→ Problem statement
Render the listing below as a JSON array of strings, one string per line, with blank lines omitted.

→ Dataset records
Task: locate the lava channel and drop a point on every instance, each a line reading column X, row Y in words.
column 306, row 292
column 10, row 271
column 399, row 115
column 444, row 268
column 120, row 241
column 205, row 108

→ The reply
[
  "Task: locate the lava channel and drop a point on every instance, each a line reading column X, row Y in words.",
  "column 306, row 292",
  "column 10, row 271",
  "column 399, row 115",
  "column 444, row 268",
  "column 120, row 241",
  "column 205, row 108"
]